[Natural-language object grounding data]
------------------------------------

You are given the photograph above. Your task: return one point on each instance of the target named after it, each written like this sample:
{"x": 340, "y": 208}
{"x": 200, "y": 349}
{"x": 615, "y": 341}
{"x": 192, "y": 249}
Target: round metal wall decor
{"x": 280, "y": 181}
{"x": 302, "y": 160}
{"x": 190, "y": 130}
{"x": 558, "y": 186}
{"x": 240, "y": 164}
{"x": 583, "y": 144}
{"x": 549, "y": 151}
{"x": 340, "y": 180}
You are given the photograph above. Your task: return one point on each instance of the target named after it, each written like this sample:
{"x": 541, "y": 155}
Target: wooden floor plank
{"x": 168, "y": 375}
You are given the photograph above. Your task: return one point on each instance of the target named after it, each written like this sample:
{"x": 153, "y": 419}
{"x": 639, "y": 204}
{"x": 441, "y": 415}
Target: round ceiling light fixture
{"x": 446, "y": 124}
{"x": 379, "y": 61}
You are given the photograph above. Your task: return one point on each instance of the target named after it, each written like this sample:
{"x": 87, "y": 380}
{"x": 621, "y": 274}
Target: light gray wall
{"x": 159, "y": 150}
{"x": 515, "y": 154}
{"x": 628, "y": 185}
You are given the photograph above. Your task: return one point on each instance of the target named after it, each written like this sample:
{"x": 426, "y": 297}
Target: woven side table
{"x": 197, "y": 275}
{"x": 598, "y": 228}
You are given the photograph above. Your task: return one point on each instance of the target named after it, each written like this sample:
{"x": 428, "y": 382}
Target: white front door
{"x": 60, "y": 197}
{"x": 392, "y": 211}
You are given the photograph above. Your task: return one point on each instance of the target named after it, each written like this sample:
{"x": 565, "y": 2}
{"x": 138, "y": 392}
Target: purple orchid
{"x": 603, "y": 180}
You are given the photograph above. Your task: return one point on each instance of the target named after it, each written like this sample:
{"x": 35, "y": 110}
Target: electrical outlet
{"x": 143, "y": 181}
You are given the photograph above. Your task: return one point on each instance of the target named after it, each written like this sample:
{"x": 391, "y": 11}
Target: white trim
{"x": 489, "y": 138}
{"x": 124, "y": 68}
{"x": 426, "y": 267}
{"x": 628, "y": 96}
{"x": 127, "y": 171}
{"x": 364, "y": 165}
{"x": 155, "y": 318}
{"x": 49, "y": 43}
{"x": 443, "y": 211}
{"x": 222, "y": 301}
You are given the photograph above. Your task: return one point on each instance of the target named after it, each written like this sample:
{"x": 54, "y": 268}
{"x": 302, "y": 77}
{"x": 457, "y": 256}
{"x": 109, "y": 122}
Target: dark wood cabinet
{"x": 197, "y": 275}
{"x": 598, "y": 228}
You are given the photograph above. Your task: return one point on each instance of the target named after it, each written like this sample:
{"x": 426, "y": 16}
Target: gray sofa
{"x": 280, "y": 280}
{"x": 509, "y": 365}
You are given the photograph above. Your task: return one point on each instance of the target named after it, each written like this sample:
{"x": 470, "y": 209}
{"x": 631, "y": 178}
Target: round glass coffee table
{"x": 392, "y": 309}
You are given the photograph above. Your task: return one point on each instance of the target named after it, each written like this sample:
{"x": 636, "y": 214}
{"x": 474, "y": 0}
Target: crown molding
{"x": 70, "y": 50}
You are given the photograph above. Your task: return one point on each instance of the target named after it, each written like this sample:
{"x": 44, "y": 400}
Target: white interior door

------------------------------------

* What to do: Output all of the data again, exactly.

* Written reply:
You are given the photograph above. Your task: return one point on each instance of the target named after it, each written like this sample:
{"x": 340, "y": 208}
{"x": 200, "y": 349}
{"x": 615, "y": 341}
{"x": 192, "y": 249}
Target: round metal wall decor
{"x": 280, "y": 181}
{"x": 302, "y": 160}
{"x": 190, "y": 130}
{"x": 558, "y": 186}
{"x": 240, "y": 164}
{"x": 583, "y": 144}
{"x": 549, "y": 151}
{"x": 340, "y": 180}
You are given the photograph above. Your task: return one point on each instance of the target named after it, each written like this sample:
{"x": 541, "y": 155}
Target: wooden floor plank
{"x": 168, "y": 375}
You are given the photograph above. Your task: return one point on each instance of the target named after it, each written like this sample:
{"x": 153, "y": 419}
{"x": 639, "y": 204}
{"x": 441, "y": 415}
Target: round ceiling light fixture
{"x": 446, "y": 124}
{"x": 379, "y": 61}
You are given the photograph above. Your task: return one point on each instance of the target named after it, each written like this sample:
{"x": 87, "y": 380}
{"x": 621, "y": 274}
Target: light gray wall
{"x": 159, "y": 150}
{"x": 515, "y": 154}
{"x": 628, "y": 185}
You are given the photograph above. Your task: return one point on each instance of the target named after it, each written like this sample:
{"x": 426, "y": 297}
Target: woven side table
{"x": 197, "y": 275}
{"x": 598, "y": 228}
You are given the photograph above. Your task: return one point on each instance of the target named after it, each written like this sample:
{"x": 428, "y": 382}
Target: white front door
{"x": 60, "y": 197}
{"x": 392, "y": 211}
You are given the photograph above. Your task: return one point on each instance of the target named after it, each written like this sample:
{"x": 565, "y": 2}
{"x": 138, "y": 392}
Target: purple orchid
{"x": 603, "y": 180}
You are given the photograph above. Your task: return one point on each instance of the target named after it, each written like this sample:
{"x": 35, "y": 110}
Target: electrical outlet
{"x": 143, "y": 181}
You are given the photograph above. Your task: return one point on each instance of the target named after it, each written like this sample:
{"x": 391, "y": 11}
Target: white trim
{"x": 489, "y": 138}
{"x": 124, "y": 68}
{"x": 426, "y": 267}
{"x": 628, "y": 96}
{"x": 127, "y": 171}
{"x": 364, "y": 165}
{"x": 155, "y": 318}
{"x": 49, "y": 43}
{"x": 443, "y": 211}
{"x": 222, "y": 301}
You are given the photograph above. Your task: return one point on each instance of the target named after it, each written like this sample:
{"x": 54, "y": 268}
{"x": 302, "y": 77}
{"x": 457, "y": 256}
{"x": 109, "y": 122}
Target: dark wood cabinet
{"x": 197, "y": 275}
{"x": 598, "y": 228}
You are given the photograph above. Your task: return one point on each instance of the target named after it, each written like this sample:
{"x": 426, "y": 16}
Target: gray sofa
{"x": 280, "y": 280}
{"x": 509, "y": 365}
You are given the photograph above. Your task: return one point on each instance of the target named after it, each written like this sample:
{"x": 470, "y": 209}
{"x": 631, "y": 178}
Target: round glass coffee table
{"x": 392, "y": 309}
You are given the photograph above. Your task: return one point on each instance of the target named after it, each written like this sample:
{"x": 636, "y": 214}
{"x": 474, "y": 0}
Target: crown molding
{"x": 70, "y": 50}
You are given the photograph above. Your task: return one point on each instance of the target named after it, each written like this sample:
{"x": 44, "y": 400}
Target: white interior door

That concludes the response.